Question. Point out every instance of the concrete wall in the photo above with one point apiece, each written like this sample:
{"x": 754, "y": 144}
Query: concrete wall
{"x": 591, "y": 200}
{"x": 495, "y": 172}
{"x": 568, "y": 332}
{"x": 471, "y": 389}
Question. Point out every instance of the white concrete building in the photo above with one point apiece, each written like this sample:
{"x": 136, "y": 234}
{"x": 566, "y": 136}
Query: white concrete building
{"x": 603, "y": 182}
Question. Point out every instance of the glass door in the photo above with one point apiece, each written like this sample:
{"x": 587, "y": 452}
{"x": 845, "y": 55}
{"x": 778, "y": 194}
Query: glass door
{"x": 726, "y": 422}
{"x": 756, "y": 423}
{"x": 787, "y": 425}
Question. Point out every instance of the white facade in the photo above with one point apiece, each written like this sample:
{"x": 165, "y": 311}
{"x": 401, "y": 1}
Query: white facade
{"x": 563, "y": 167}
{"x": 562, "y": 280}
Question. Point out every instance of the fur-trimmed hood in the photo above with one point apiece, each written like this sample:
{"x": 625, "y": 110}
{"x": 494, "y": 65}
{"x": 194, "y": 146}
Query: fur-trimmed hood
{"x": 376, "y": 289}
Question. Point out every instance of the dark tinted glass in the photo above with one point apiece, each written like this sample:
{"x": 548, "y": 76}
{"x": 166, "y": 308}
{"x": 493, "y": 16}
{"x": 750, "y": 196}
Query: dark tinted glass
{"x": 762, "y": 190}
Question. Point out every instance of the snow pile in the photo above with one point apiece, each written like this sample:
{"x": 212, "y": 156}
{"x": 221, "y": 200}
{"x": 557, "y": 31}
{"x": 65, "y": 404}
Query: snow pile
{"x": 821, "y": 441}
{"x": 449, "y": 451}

--

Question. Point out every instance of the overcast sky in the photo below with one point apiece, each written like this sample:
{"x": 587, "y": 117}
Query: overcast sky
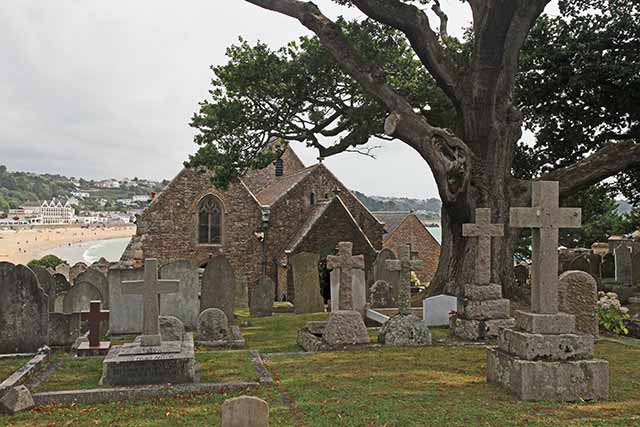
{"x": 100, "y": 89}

--

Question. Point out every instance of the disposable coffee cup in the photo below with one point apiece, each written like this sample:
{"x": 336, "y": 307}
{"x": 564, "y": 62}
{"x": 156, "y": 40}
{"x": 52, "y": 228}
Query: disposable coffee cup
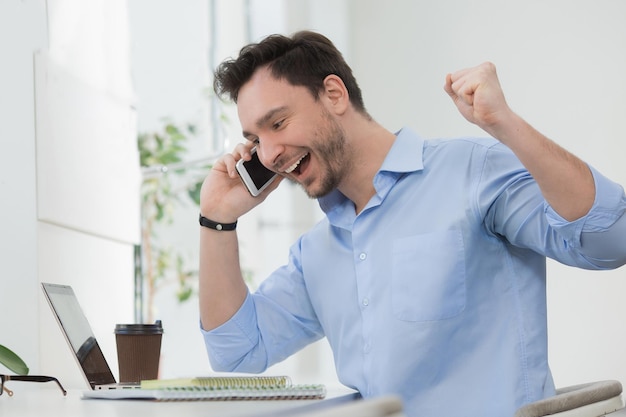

-- WHAT TO DO --
Find every line in the rows above that contains the string "Query", and copy each of those lines.

-- RESULT --
Query: concrete wall
Query: white concrete building
Query: glass door
Query: white facade
Query: fur-trimmed hood
Query: dark tinted glass
Query: snow pile
Query: overcast sky
Query: disposable coffee cup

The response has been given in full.